→ BRIEF: After finding the line with "Target: boy's foot" in the entries below, retype exactly each line from there through the line with "Target: <item>player's glove</item>", including that final line.

○ ○ ○ ○ ○

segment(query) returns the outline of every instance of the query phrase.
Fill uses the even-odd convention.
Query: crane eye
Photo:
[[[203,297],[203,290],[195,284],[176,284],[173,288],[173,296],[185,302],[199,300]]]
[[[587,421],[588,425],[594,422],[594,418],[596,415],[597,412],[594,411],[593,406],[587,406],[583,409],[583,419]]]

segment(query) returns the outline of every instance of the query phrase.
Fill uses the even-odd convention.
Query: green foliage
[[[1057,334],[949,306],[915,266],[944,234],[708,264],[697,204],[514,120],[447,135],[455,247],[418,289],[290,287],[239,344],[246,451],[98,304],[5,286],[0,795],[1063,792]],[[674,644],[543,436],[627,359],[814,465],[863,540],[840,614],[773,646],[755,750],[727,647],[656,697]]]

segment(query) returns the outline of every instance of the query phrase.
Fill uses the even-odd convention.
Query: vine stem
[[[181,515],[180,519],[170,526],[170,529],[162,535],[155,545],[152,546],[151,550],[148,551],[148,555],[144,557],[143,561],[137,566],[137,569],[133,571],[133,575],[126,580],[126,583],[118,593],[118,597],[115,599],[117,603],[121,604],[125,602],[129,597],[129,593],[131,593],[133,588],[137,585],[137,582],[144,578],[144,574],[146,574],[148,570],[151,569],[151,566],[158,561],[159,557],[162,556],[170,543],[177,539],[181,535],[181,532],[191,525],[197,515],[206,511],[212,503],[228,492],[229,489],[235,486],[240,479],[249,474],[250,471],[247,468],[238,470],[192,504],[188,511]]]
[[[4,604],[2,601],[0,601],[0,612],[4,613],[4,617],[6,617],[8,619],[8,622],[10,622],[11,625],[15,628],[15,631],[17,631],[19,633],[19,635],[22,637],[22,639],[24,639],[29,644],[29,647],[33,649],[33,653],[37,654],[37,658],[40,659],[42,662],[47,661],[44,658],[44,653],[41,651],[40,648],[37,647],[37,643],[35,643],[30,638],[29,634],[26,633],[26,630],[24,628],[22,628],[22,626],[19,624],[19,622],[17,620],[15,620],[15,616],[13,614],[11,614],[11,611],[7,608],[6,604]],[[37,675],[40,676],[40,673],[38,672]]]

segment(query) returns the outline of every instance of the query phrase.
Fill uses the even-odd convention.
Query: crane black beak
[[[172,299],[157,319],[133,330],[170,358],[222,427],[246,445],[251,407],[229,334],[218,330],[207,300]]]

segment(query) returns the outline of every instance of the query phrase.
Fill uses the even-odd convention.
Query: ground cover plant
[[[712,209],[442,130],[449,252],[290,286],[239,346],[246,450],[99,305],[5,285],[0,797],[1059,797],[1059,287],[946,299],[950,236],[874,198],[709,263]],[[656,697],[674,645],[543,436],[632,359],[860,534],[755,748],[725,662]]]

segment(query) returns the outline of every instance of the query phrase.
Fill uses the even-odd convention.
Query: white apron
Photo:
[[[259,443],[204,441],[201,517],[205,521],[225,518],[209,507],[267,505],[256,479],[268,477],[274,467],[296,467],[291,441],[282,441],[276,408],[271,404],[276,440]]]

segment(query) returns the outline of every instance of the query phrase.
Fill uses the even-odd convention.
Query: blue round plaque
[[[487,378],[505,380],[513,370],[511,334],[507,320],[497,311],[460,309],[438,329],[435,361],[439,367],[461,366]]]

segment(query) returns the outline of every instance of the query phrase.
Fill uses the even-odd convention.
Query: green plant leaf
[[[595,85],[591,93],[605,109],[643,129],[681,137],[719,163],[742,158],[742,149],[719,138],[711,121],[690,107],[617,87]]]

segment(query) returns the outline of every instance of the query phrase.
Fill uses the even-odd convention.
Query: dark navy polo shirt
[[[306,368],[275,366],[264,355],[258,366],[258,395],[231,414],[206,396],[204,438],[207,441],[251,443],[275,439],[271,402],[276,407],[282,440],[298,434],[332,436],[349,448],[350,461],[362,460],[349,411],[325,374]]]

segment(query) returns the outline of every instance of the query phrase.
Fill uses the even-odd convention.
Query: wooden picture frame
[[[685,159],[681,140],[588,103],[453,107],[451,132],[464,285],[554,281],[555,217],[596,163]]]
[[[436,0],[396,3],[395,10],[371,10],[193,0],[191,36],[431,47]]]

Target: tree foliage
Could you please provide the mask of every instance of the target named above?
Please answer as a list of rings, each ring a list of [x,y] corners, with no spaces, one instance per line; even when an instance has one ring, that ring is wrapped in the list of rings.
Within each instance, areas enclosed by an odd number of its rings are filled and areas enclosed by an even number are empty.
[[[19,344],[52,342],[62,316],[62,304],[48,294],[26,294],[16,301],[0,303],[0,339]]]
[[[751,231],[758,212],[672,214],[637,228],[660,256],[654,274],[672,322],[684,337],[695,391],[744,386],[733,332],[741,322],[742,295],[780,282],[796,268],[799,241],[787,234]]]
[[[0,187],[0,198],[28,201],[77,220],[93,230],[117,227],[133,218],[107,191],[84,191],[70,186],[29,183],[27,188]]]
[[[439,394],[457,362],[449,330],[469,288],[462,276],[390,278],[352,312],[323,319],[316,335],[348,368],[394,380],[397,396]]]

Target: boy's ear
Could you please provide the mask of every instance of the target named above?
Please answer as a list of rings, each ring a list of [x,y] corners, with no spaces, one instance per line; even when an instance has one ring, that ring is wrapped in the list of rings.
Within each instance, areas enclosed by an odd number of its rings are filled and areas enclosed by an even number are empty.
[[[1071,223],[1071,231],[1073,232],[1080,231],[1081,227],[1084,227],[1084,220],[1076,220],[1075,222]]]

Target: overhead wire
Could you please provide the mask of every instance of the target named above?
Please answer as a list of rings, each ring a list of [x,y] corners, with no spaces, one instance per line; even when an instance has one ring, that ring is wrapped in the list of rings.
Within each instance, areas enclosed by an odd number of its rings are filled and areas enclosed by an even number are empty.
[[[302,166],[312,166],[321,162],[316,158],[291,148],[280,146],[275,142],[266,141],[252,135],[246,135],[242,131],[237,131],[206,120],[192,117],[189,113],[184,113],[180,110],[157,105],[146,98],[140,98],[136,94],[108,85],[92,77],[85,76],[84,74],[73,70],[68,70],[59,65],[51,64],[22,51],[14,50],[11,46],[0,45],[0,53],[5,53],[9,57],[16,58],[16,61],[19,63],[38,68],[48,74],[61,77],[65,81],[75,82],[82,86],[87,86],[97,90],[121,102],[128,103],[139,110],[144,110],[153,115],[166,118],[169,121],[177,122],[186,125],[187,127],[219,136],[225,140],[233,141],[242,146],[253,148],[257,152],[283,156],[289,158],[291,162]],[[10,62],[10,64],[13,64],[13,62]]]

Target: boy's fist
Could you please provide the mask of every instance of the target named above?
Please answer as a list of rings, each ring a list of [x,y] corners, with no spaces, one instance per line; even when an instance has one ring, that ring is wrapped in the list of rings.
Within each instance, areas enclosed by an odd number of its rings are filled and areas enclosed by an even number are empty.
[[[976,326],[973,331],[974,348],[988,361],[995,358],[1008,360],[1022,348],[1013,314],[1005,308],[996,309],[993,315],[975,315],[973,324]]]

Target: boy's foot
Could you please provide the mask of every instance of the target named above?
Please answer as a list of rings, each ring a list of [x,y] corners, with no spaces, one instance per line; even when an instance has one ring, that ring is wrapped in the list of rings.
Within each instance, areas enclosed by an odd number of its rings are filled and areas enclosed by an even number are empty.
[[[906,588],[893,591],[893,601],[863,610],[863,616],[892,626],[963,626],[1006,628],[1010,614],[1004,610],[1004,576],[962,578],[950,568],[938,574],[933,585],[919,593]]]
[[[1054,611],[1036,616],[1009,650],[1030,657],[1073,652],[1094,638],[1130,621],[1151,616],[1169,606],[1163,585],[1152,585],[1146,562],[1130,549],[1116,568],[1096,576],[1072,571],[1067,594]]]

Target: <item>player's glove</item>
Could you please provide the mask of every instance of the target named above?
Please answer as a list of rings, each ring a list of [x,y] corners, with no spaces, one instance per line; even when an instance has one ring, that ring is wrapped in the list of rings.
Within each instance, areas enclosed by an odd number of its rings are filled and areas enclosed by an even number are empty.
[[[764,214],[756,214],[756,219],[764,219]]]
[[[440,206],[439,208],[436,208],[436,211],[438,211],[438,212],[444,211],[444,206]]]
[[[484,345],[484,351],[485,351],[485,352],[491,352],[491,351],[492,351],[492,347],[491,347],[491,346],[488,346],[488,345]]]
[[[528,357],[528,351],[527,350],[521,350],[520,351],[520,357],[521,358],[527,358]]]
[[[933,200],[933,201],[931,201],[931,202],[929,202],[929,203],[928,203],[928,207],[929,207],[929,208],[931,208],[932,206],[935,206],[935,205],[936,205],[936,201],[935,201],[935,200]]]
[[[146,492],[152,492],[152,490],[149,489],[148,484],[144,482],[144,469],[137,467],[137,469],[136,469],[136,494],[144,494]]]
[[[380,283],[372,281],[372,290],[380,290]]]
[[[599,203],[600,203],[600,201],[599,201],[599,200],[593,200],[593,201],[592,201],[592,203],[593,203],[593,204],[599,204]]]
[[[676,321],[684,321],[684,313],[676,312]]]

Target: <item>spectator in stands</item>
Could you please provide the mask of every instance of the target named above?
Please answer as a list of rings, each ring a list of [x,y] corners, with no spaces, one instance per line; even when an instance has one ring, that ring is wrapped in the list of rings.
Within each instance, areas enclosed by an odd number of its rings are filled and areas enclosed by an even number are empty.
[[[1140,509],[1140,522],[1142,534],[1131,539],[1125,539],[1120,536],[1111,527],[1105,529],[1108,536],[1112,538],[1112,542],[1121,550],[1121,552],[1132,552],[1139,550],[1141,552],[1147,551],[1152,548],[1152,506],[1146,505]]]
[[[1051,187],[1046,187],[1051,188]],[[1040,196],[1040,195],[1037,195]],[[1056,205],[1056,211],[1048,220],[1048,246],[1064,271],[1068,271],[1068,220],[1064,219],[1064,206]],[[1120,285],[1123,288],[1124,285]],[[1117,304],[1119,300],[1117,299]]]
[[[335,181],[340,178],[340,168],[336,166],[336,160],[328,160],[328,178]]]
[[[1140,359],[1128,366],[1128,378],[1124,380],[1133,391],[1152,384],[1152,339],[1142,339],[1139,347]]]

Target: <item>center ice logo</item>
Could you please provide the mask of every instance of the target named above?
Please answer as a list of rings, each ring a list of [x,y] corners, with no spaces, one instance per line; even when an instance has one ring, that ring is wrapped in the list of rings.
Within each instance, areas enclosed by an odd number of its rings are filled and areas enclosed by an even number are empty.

○ ○ ○ ○ ○

→ OUTPUT OF THE EXERCISE:
Target: boy's foot
Could you please provide the mask of every instance of the target named above?
Please answer as a list of rings, each ring a list of [x,y] corners, with no spaces, one instance per line; even when an instance has one ring, that ring is wrapped in the list of rings.
Within each instance, areas enclosed by an odd number of its rings are filled and areas enclosed by an even number are empty.
[[[906,588],[893,591],[893,601],[863,610],[863,616],[892,626],[963,626],[1006,628],[1010,614],[1004,610],[1004,576],[962,578],[950,568],[938,574],[933,585],[919,593]]]
[[[1054,611],[1036,616],[1009,650],[1030,657],[1073,652],[1094,638],[1130,621],[1151,616],[1169,606],[1163,585],[1152,585],[1146,562],[1130,549],[1116,568],[1096,576],[1072,571],[1067,594]]]

Target: <item>player's glove</item>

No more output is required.